Task prompt:
Find every row below that contains the string "water" and copy each of those rows. The match is case-sensitive.

Start Supplied entries

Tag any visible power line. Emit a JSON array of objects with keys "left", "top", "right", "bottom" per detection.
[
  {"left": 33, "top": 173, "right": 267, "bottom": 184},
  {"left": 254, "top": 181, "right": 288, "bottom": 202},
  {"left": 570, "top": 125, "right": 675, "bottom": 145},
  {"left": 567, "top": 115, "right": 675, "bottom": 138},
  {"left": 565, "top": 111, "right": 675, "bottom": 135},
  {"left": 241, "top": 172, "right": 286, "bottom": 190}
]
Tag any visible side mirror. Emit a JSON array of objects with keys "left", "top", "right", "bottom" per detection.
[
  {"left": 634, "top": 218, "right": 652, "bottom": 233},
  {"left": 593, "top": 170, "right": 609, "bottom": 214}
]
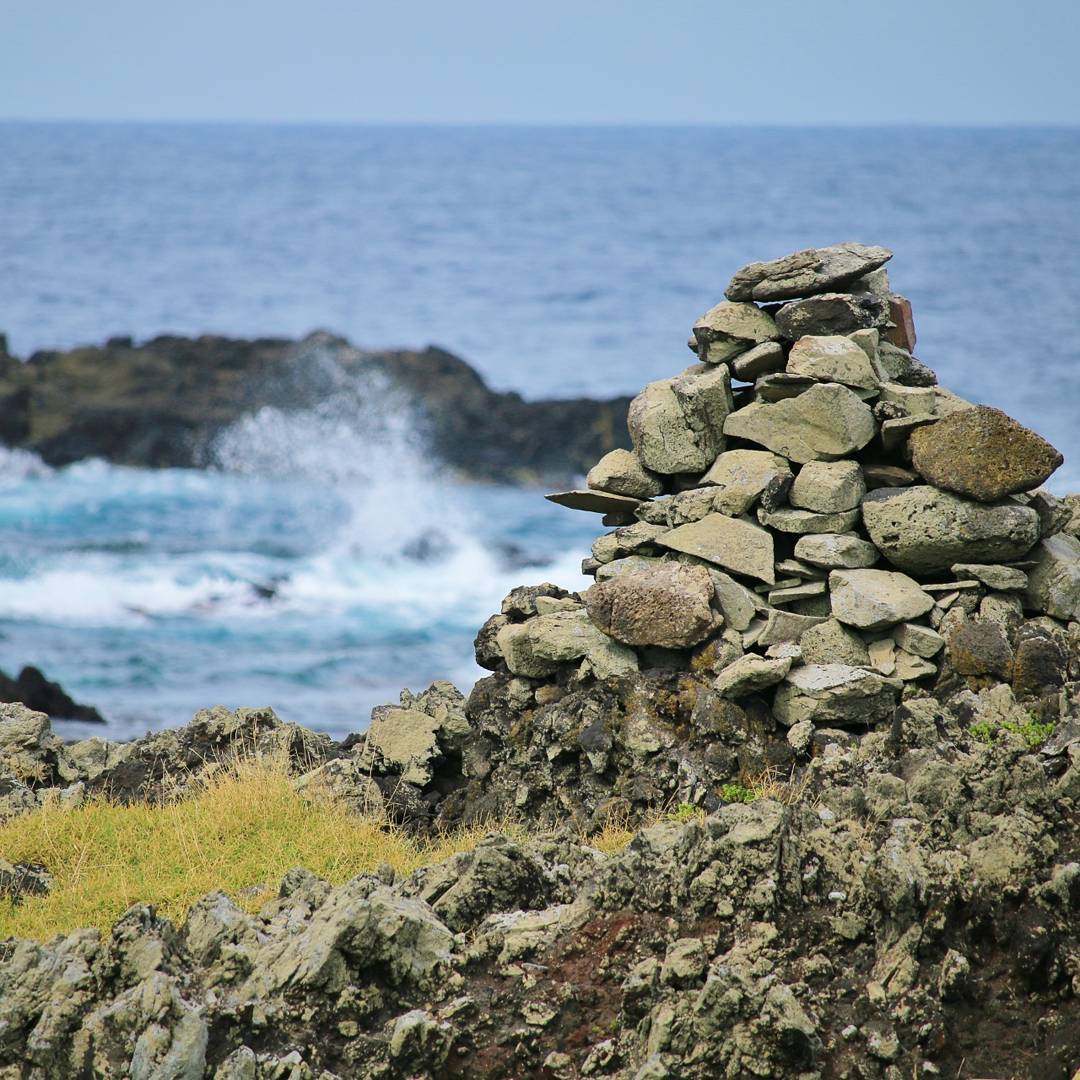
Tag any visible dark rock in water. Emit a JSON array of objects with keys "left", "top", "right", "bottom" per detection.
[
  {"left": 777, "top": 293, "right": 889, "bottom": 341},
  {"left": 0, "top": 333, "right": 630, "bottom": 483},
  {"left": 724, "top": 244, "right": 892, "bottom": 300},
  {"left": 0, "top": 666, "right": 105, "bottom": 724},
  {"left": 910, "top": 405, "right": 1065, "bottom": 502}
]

End Supplied entries
Start Supplied entries

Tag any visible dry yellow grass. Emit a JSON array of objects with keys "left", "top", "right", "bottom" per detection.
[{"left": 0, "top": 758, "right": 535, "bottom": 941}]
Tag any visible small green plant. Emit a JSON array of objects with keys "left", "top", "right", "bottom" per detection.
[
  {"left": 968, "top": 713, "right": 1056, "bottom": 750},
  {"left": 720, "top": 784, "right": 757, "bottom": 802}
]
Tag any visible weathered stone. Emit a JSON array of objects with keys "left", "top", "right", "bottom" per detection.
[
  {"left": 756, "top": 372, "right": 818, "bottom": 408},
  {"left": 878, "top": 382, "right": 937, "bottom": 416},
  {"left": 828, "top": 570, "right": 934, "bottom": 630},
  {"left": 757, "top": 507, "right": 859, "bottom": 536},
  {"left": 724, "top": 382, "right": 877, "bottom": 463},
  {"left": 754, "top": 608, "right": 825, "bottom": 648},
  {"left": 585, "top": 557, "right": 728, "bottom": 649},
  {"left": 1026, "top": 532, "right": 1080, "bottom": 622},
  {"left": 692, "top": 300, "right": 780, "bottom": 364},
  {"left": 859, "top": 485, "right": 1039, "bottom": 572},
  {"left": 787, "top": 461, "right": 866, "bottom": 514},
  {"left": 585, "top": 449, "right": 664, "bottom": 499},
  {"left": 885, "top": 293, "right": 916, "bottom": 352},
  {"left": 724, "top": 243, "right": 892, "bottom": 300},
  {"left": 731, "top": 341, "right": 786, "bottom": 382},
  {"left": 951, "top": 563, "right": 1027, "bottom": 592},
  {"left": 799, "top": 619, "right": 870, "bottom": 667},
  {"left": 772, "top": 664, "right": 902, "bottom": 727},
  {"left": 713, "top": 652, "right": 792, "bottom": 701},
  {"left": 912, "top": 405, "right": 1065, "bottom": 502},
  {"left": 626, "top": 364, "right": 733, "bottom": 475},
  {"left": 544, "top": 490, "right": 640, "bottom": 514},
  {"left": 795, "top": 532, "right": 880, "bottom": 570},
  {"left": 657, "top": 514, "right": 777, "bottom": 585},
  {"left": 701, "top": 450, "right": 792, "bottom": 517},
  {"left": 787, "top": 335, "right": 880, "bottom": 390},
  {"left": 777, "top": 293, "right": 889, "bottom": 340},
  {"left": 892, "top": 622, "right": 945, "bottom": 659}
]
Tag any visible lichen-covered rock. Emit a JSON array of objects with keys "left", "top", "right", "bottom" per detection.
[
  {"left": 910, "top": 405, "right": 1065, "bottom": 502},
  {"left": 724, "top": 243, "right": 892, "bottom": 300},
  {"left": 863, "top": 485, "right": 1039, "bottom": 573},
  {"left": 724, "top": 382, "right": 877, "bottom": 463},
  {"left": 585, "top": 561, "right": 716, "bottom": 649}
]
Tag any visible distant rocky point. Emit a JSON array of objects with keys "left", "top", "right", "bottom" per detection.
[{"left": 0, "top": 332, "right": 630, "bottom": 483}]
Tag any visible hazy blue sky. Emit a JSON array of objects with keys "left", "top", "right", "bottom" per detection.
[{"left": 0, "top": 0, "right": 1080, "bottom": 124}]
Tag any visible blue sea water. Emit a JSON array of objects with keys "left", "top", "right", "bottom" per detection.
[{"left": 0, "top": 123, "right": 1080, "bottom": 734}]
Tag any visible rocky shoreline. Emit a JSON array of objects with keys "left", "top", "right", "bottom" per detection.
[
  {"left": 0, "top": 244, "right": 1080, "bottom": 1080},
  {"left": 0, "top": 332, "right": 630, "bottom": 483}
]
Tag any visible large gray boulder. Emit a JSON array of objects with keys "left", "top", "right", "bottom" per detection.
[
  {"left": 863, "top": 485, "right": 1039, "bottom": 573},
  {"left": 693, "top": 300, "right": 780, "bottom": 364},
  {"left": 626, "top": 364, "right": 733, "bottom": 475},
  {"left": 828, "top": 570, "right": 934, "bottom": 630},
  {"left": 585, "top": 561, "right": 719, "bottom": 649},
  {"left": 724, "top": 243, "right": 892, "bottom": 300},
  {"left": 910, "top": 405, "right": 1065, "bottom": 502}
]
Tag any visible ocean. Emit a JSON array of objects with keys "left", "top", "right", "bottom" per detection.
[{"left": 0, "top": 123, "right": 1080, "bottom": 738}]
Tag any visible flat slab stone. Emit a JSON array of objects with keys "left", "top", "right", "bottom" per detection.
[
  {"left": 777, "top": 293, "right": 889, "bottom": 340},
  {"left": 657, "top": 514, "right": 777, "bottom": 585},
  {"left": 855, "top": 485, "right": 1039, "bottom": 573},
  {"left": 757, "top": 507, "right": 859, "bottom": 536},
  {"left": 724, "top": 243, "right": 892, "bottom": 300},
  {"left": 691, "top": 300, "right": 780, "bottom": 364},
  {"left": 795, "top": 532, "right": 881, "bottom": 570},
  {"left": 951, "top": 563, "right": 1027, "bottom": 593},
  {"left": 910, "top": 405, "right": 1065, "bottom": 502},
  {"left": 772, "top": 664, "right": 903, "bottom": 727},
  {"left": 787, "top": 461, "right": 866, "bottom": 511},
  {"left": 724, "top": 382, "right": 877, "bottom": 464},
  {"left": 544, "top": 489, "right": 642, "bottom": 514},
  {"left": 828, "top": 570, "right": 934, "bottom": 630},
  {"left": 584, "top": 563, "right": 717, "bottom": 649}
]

End Supplied entries

Worked answer:
Tag any visible dark rock in water. Emit a JSON array of objects with keys "left", "top", "right", "bottom" per detection.
Tag any visible blue sea water. Emit a JSON array of objects with keys "left", "top", "right", "bottom" per detection.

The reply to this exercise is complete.